Which tasks are constantly running on Airflow?

I’m deploying airflow on Azure Kubernetes Service using helm. The Airflow DAG and log folders are mounted to a blob storage, using NFSv3 method. I noticed there is a surge of transactions every 15 minutes, even when there’s no activity.
image

I checked the configuration references on Airflow document (link) and change “min_file_process_interval”, which is responsible for parsing DAGs, to once every 5 minutes, hence the little peaks on chart.

Here’s some information about my current deployment:

  • Executor: Kubernetes Executor
  • min_file_process_interval: 300 seconds
  • Number of scheduler replicas: 2
  • Number of web servers: 2

My questions are:

  • Which tasks are running constantly underneath Airflow service?
  • Which parameters (airflow.cfg, helm chart values) affect the task schedule rate?

Which tasks are running constantly underneath Airflow service?

The processes that would run normally (dependent on Airflow Version) would be

  1. DAG Parsing, which is part of the scheduler. This process regularly attempts to reprocess your DAGs to determine if there are changes to them. It is a good practice to keep top-level code to a minimum in your DAGs, as that can affect DAG Parsing.

https://airflow.apache.org/docs/apache-airflow/stable/authoring-and-scheduling/dagfile-processing.html

If you are using the Astro CLI you can determine how long your DAGs are taking to parse locally by running astro dev run dags report.

**Records:**
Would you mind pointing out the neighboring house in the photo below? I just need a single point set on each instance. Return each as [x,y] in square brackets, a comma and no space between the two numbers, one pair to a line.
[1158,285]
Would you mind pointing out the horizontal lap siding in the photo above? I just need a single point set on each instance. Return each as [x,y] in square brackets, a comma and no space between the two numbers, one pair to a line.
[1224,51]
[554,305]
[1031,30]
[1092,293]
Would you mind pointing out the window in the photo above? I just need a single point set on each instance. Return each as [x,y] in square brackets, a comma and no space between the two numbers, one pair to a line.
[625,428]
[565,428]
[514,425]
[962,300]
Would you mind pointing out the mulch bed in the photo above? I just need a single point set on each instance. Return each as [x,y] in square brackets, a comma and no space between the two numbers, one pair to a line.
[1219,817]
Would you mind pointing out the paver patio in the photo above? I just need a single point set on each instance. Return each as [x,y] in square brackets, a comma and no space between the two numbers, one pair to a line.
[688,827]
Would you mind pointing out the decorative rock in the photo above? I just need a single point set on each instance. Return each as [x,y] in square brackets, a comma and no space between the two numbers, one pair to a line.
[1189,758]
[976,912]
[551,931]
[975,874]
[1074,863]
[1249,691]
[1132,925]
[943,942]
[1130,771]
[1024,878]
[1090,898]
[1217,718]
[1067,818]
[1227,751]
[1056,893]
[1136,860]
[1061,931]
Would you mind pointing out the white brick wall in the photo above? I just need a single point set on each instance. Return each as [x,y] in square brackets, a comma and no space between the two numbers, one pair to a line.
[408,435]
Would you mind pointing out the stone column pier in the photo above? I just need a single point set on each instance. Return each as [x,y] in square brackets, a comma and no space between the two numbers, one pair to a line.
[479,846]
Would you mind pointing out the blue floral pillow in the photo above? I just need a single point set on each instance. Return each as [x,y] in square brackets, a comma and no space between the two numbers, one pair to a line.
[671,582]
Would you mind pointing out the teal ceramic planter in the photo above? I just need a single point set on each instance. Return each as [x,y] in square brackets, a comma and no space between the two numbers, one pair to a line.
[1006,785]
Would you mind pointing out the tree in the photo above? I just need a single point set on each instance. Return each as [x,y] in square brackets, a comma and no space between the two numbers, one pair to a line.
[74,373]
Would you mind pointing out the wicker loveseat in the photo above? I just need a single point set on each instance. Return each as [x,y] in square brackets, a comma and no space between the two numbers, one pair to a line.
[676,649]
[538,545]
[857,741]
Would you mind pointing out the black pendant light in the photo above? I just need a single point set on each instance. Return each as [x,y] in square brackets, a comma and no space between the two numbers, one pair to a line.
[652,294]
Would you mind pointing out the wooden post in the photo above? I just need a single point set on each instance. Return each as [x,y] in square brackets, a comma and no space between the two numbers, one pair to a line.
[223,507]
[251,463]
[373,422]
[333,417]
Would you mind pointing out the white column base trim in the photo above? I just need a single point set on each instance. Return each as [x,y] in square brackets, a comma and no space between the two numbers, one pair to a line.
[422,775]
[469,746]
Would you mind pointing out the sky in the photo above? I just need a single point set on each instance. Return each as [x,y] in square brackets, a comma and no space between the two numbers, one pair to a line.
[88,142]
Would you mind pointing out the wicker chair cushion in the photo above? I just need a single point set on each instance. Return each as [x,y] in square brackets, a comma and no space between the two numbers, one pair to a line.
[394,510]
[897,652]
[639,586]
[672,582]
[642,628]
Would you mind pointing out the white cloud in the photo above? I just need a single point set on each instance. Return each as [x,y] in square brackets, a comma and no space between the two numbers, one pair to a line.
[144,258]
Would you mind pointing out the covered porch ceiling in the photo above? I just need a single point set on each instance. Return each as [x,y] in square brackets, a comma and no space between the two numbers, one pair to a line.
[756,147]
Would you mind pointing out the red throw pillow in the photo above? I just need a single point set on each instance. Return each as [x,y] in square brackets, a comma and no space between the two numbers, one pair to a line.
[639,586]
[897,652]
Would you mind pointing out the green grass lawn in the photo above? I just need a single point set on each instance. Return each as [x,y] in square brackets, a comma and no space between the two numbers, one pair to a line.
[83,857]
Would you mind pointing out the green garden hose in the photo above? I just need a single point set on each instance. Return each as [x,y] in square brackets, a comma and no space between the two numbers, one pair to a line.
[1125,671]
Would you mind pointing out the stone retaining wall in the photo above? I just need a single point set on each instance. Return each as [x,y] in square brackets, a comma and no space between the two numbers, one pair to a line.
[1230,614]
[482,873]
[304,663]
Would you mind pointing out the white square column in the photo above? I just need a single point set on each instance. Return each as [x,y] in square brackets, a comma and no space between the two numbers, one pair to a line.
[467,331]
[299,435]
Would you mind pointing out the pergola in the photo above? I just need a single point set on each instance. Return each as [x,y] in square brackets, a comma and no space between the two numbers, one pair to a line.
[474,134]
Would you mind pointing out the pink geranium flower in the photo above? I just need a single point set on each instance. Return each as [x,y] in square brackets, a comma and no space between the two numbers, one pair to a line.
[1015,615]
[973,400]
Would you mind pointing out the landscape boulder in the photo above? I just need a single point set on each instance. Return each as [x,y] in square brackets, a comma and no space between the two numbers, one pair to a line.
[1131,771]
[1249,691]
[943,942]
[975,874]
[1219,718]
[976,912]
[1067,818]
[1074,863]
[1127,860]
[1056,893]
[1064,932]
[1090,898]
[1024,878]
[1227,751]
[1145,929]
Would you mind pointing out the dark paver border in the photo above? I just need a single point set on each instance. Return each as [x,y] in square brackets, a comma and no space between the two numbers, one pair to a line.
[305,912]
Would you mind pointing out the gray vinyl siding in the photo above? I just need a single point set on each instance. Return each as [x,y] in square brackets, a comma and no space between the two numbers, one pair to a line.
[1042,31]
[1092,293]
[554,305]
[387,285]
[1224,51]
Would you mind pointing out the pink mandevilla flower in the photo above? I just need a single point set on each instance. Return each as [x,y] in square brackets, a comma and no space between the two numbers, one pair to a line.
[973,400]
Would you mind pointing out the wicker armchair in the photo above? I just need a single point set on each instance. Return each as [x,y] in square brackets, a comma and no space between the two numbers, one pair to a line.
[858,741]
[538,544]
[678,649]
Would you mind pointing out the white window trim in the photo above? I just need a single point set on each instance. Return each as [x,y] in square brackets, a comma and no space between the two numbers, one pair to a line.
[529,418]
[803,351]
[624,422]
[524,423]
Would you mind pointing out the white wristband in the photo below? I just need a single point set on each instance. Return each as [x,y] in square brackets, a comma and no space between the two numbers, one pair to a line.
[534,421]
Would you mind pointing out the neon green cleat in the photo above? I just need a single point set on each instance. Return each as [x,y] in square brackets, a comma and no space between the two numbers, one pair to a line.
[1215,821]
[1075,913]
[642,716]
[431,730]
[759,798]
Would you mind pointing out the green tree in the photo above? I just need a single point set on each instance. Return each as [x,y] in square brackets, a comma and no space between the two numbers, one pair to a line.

**Challenge:** Could you repeat the portion of the Airflow thread above word for word, starting at "The processes that" and ending at "affect DAG Parsing."?

**Final result:**
The processes that would run normally (dependent on Airflow Version) would be

  1. DAG Parsing, which is part of the scheduler. This process regularly attempts to reprocess your DAGs to determine if there are changes to them. It is a good practice to keep top-level code to a minimum in your DAGs, as that can affect DAG Parsing.